- [EXERCISE MATERIALS]
------------

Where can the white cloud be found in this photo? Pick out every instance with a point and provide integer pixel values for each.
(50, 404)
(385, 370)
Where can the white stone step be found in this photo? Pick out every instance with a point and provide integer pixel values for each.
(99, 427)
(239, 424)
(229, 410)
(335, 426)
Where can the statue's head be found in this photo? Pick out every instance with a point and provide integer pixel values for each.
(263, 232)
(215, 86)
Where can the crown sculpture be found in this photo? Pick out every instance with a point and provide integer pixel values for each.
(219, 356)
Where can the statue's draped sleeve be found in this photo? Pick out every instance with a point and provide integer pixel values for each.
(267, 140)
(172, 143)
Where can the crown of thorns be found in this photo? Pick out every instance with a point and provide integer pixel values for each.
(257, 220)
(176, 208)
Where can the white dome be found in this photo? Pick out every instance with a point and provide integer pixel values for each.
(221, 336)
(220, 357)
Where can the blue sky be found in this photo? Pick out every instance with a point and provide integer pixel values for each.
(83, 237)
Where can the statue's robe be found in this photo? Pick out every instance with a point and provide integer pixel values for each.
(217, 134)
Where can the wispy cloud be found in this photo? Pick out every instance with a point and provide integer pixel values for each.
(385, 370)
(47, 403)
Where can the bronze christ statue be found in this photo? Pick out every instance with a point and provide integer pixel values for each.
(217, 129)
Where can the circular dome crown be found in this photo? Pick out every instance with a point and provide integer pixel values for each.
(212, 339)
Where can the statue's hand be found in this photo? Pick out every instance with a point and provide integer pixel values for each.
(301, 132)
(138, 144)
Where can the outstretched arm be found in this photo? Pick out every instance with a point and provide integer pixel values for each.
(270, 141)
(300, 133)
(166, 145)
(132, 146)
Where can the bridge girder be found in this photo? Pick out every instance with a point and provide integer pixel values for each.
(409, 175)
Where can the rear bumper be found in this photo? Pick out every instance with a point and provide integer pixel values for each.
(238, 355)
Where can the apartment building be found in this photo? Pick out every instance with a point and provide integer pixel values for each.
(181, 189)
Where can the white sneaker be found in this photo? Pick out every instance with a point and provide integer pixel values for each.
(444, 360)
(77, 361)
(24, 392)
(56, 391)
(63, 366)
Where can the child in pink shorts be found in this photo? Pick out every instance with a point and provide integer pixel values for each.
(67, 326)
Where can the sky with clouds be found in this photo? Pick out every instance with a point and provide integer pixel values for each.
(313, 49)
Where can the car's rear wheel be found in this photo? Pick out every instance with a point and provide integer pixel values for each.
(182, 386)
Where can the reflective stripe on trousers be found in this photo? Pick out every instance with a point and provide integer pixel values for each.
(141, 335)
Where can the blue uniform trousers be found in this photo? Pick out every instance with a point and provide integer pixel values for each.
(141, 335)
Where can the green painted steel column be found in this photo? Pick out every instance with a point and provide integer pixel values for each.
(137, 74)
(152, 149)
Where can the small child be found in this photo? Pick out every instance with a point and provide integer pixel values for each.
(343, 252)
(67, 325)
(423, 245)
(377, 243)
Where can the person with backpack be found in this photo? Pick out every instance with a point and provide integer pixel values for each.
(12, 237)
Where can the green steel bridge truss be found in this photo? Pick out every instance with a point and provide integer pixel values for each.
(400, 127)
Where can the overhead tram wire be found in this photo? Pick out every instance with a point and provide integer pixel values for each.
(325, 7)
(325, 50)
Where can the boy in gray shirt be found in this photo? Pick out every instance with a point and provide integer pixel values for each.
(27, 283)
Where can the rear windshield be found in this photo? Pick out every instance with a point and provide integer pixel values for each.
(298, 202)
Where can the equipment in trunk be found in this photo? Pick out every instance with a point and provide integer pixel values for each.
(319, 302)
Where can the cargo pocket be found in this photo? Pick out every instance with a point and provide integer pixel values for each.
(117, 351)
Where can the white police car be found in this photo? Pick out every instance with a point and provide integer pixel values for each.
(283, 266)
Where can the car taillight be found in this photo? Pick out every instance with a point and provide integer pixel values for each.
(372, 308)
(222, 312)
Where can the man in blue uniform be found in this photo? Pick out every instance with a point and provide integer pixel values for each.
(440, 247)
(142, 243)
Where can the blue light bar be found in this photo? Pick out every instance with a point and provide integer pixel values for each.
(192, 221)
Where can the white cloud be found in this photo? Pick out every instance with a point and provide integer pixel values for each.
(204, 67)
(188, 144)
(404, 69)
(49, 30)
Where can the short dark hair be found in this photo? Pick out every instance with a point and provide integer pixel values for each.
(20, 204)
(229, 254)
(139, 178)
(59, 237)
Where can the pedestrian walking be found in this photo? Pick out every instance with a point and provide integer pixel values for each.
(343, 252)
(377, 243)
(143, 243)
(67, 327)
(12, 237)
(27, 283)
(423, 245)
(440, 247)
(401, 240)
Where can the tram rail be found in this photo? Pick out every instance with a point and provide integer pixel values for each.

------------

- [WORK REQUIRED]
Present all of the data above as a Markdown table with the columns "No." and "Text", giving each non-blank line its own numbered row.

- [FINISHED EXERCISE]
| No. | Text |
|---|---|
| 1 | Where can the white cloud be found in this photo? Pick out every instance with a point and provide integer pixel values for each. |
| 2 | (50, 404) |
| 3 | (385, 370) |
| 4 | Where can the white stone step be found in this photo? Pick out every instance with a point and provide integer pixel values for each. |
| 5 | (99, 427) |
| 6 | (239, 424) |
| 7 | (229, 410) |
| 8 | (335, 426) |
| 9 | Where can the statue's head be found in this photo? Pick out every instance with a point and provide integer pixel values for each. |
| 10 | (263, 232) |
| 11 | (215, 86) |
| 12 | Where can the crown sculpture be found in this photo? Pick out every instance with a point and provide integer pixel values for each. |
| 13 | (219, 356) |
| 14 | Where can the statue's draped sleeve be found in this photo? Pick out every instance with a point and provide integer pixel values for each. |
| 15 | (267, 140) |
| 16 | (172, 143) |
| 17 | Where can the crown of thorns be found in this photo? Pick out every instance with a point and provide integer pixel values for each. |
| 18 | (257, 220) |
| 19 | (176, 208) |
| 20 | Where can the white dome be found in this photo? Pick out every instance with a point and provide integer pixel values for each. |
| 21 | (221, 336) |
| 22 | (220, 357) |
| 23 | Where can the blue sky be found in this photo? Pick out every instance with a point and provide integer pixel values for each. |
| 24 | (83, 237) |
| 25 | Where can the statue's robe be found in this photo? Pick out every instance with a point and provide integer pixel values for each. |
| 26 | (217, 134) |
| 27 | Where can the wispy cloud be found in this photo? Pick out every instance with a point and provide integer pixel values for each. |
| 28 | (385, 370) |
| 29 | (47, 403) |
| 30 | Where can the bronze christ statue be found in this photo? Pick out every instance with a point and provide integer pixel values for each. |
| 31 | (217, 129) |
| 32 | Where can the circular dome crown be found in this photo? Pick out every instance with a point and provide integer pixel values for each. |
| 33 | (212, 339) |
| 34 | Where can the statue's hand be found in this photo? Pick out every instance with a point and provide integer pixel values for each. |
| 35 | (301, 132) |
| 36 | (138, 144) |
| 37 | Where can the outstretched arm be found in this photo? Pick out every instance with a point and provide integer pixel values for each. |
| 38 | (270, 141) |
| 39 | (300, 133) |
| 40 | (166, 145) |
| 41 | (132, 146) |
| 42 | Where can the bridge girder be found in this photo? Pick out every instance with a point and provide integer pixel values for each. |
| 43 | (409, 175) |
| 44 | Where can the rear bumper be found in this photo? Pick out every instance with a point and provide integer pixel values for each. |
| 45 | (238, 355) |
| 46 | Where can the apartment building be found in this photo? Pick out every instance with a point and provide integer pixel values for each. |
| 47 | (181, 189) |
| 48 | Where can the white sneaker be found in this photo? Pick out every instance with a point and provide integer pixel values for each. |
| 49 | (444, 360) |
| 50 | (77, 361) |
| 51 | (24, 392) |
| 52 | (56, 391) |
| 53 | (63, 366) |
| 54 | Where can the child in pink shorts be found in this photo? Pick out every instance with a point and provide integer pixel values for each. |
| 55 | (67, 326) |
| 56 | Where can the sky with clouds be found in this photo? Pick out every instance with a point and provide integer pixel values for each. |
| 57 | (313, 49) |
| 58 | Where can the car's rear wheel be found in this photo? Pick out every instance with a point and provide integer pixel values for each. |
| 59 | (182, 386) |
| 60 | Where can the reflective stripe on trousers be found in this photo? Pick out every instance with a point and provide integer pixel values for each. |
| 61 | (141, 335) |
| 62 | Where can the blue uniform trousers be found in this photo? Pick out every instance with a point and provide integer pixel values for each. |
| 63 | (141, 335) |
| 64 | Where can the green painted steel column be found in this photo? Pick out every instance with a point and provide integer pixel values for each. |
| 65 | (137, 74) |
| 66 | (152, 149) |
| 67 | Where can the small child be found in this photo? Pick out every instance with a point and provide integer pixel values for each. |
| 68 | (343, 252) |
| 69 | (67, 325) |
| 70 | (423, 245) |
| 71 | (377, 243) |
| 72 | Where can the person with backpack be found in this photo? Pick out every instance with a point and provide integer pixel values for each. |
| 73 | (12, 237) |
| 74 | Where can the green steel bridge truss be found in this photo? Pick out every instance with a point and provide integer pixel values for each. |
| 75 | (400, 127) |
| 76 | Where can the overhead tram wire be found in this photo? Pick out every instance with a point and provide integer pixel values for each. |
| 77 | (325, 7) |
| 78 | (325, 50) |
| 79 | Where can the boy in gray shirt be found in this photo? Pick out every instance with a point and provide integer pixel values for each. |
| 80 | (27, 283) |
| 81 | Where can the rear windshield be found in this photo? Pick out every instance with a point and provide integer pixel values for each. |
| 82 | (298, 202) |
| 83 | Where can the equipment in trunk be found in this photo? Pick out every instance with a point and provide integer pixel values for each. |
| 84 | (319, 302) |
| 85 | Where can the cargo pocket be found in this photo? Pick out every instance with a point and provide integer pixel values for each. |
| 86 | (117, 351) |
| 87 | Where can the white police car be found in this photo? Pick out every instance with a point and provide integer pixel values for each. |
| 88 | (283, 266) |
| 89 | Where can the car taillight be found in this photo? Pick out every instance with a point and provide integer pixel values for each. |
| 90 | (372, 308) |
| 91 | (222, 312) |
| 92 | Where can the man in blue uniform be found in this photo? Pick out every instance with a point and provide integer pixel values for each. |
| 93 | (440, 247) |
| 94 | (142, 243) |
| 95 | Where can the blue light bar be found in this photo? Pick out every instance with a point and provide integer pixel values for each. |
| 96 | (192, 221) |
| 97 | Where can the white cloud be found in this photo? Pick out every instance with a point and provide integer pixel values for each. |
| 98 | (204, 67) |
| 99 | (188, 144) |
| 100 | (404, 69) |
| 101 | (49, 30) |
| 102 | Where can the short dark hair be found in this photo? Pick out every instance with a point and provide integer pixel values for each. |
| 103 | (20, 204) |
| 104 | (229, 254) |
| 105 | (139, 178) |
| 106 | (59, 237) |
| 107 | Where can the pedestrian walking be found in this photo? Pick out every instance with a point and provide integer pixel values for each. |
| 108 | (343, 252) |
| 109 | (377, 243) |
| 110 | (143, 243) |
| 111 | (67, 327) |
| 112 | (12, 237) |
| 113 | (27, 283) |
| 114 | (423, 245) |
| 115 | (440, 247) |
| 116 | (401, 240) |
| 117 | Where can the tram rail be found in this photo? Pick out every instance with a point and provide integer pixel values for each. |